WORK ORDER A: In the news report on Britney Spears's insurance lawsuit, how much did Spears and her company pay the insurers in premiums?
WORK ORDER B: Write the next part of the news report on Britney Spears's insurance lawsuit, picking up after its final sentence.

DOCUMENT EXTRACT:
▬▬▬

Britney Spears is suing eight insurance companies that rejected a $9.8 million claim she filed after injuring her knee during a video shoot last summer. Spears later had to cancel her 2004 summer tour.

The lawsuit filed in state Supreme Court in Manhattan says Spears and her company, Britney Touring Inc., paid the firms more than $1.3 million in premiums to insure her 2004 Onyx Hotel Tour through the United States, Canada and Europe.

On June 8, "while the policies were in full force and effect," court papers say, Spears hurt her left knee in New York during choreography for a video of her song "Outrageous." She had surgery days later to repair the knee.

Court papers say that after Spears canceled the tour, seven of the insurance companies, all in Britain, refused to pay. The other company, a French firm, did not respond at all, court papers say.

The seven British companies said that during a pre-tour medical exam on Feb. 5, 2004, Spears failed to tell them about a pre-existing left knee injury and surgery she had less than five years earlier.

▬▬▬

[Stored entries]

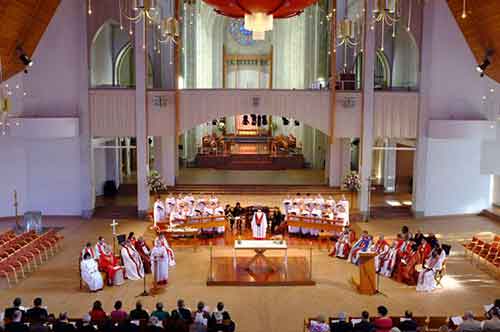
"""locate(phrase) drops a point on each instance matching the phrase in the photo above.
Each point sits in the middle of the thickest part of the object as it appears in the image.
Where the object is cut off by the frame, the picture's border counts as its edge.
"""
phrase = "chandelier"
(259, 15)
(147, 12)
(347, 37)
(5, 121)
(386, 12)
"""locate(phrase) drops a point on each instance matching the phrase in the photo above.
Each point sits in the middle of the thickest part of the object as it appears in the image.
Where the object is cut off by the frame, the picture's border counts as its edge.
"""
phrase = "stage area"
(264, 308)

▬▬▬

ANSWER SPACE A: More than $1.3 million.

ANSWER SPACE B:
Spears underwent "minor orthopedic surgery" on her left knee in March 1999, four years and 11 months earlier, which was "an innocent omission that was not material to defendants' decision to provide coverage or to the scope of the coverage provided," according to the lawsuit, which was filed Friday.

Court papers also say the new injury was on the other side of the knee.

The singer began her tour, following release of her "In the Zone" album, on March 2 in San Diego. On March 18, she hurt her left knee in Moline, Ill., and was forced to cancel shows later that month in Chicago and Detroit.

While in Queens on June 8 filming the "Outrageous" video, Spears injured the left knee. She underwent surgery on June 11 and canceled the rest of the tour on June 15. She then filed the claim with the insurance companies.

Spears' latest album, "In the Zone," was released in November and has sold more than 2.6 million copies.